PROBLEM TO WORK ON: Below are some records. Print exactly the lines between the one holding "Target: blue sky" and the one holding "Target: hillside slope", inclusive, and nothing else.

PROVIDED ENTRIES:

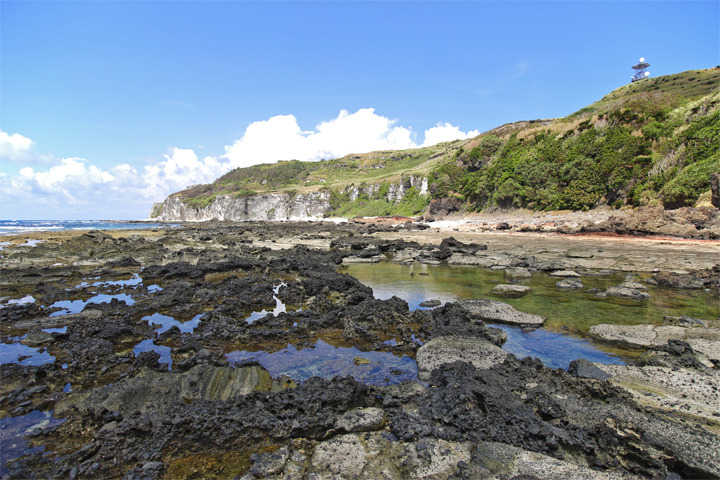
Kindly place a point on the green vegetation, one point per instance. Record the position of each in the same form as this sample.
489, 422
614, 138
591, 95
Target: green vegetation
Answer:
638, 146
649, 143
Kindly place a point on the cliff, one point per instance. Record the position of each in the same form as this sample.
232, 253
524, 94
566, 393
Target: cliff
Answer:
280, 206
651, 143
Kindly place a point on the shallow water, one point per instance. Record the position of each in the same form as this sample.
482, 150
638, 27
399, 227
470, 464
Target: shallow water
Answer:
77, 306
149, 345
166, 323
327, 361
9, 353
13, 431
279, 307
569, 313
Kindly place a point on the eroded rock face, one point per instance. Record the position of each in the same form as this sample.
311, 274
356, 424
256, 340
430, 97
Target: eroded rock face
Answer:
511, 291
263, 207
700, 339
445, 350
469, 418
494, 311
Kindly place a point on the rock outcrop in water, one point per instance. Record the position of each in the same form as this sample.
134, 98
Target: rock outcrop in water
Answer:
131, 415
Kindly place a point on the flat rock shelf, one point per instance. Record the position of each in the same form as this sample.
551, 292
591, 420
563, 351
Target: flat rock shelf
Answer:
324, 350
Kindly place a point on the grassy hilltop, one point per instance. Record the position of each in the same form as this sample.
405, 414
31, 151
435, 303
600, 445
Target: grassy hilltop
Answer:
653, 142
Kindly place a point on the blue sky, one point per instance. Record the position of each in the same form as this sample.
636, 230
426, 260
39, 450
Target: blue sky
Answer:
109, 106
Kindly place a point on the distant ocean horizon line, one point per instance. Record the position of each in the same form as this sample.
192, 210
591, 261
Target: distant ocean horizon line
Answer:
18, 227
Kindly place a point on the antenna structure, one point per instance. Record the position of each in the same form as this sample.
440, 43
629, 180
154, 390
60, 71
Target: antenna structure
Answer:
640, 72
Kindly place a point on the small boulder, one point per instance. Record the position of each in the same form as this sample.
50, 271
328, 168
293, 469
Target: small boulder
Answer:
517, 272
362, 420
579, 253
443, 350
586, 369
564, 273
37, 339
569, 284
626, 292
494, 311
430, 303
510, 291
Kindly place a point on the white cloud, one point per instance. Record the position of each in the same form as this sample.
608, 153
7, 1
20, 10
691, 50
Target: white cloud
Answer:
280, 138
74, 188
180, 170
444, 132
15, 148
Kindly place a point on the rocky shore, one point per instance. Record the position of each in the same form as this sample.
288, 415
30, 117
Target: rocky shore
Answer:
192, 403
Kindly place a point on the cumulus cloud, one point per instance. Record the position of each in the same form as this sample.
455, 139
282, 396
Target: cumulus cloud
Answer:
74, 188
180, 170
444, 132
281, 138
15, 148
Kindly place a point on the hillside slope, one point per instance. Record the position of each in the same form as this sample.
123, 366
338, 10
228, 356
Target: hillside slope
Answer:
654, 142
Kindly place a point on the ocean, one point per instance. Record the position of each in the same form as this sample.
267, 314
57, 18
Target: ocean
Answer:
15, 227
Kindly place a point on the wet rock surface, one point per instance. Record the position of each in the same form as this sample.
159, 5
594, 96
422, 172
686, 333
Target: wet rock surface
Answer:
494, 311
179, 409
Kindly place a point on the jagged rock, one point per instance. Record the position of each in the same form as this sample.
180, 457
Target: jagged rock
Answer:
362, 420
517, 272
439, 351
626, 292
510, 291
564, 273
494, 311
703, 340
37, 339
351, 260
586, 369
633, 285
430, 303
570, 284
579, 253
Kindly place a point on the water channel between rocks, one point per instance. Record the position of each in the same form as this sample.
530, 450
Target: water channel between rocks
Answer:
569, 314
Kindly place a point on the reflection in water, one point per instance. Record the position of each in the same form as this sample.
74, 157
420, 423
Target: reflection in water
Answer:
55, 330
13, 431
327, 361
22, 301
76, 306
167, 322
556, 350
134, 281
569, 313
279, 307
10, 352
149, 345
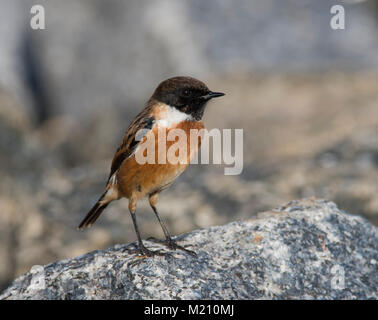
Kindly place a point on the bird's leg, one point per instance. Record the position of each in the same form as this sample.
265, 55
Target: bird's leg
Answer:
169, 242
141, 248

EXERCISE RESPONSE:
Target: blue sky
Answer:
109, 106
Kindly place a point on the distant ocean horizon line, one point per instance. Record the position of each in the same form as this sample.
192, 210
591, 261
Target: distant ocean horizon line
Answer:
18, 227
Kindly place a point on the antenna structure, one point per instance. Record the position of each in the same form as this sample.
440, 43
629, 180
154, 390
60, 71
Target: antenna structure
Answer:
640, 72
Kindly place a point on the small boulder, one point per instance. Record the position of each in the same form as this sample.
50, 271
328, 168
293, 469
Target: small boulder
Answer:
517, 272
362, 420
579, 253
443, 350
586, 369
564, 273
37, 339
569, 284
626, 292
494, 311
430, 303
510, 291
Kindly place a point on the white cloud, one point per instance. Record the position of each in the same form as this sample.
608, 153
7, 1
20, 10
691, 50
Target: white cloud
Answer:
280, 138
74, 188
180, 170
444, 132
15, 148
Kindly place a point on the rocky shore, one point per instance. Record the position of each in the same form as this sample.
288, 415
30, 117
Target: rocky shore
Answer:
192, 403
Kindly place a point on the cumulus cloud, one point per instance. Record the position of each in the same form as this sample.
455, 139
282, 396
Target: cumulus cloud
Answer:
74, 188
180, 170
444, 132
281, 138
15, 148
Kindly place a point on the hillside slope, one point per instance. Record the position of each in the same form as this sample.
123, 366
338, 10
228, 356
Target: hillside slope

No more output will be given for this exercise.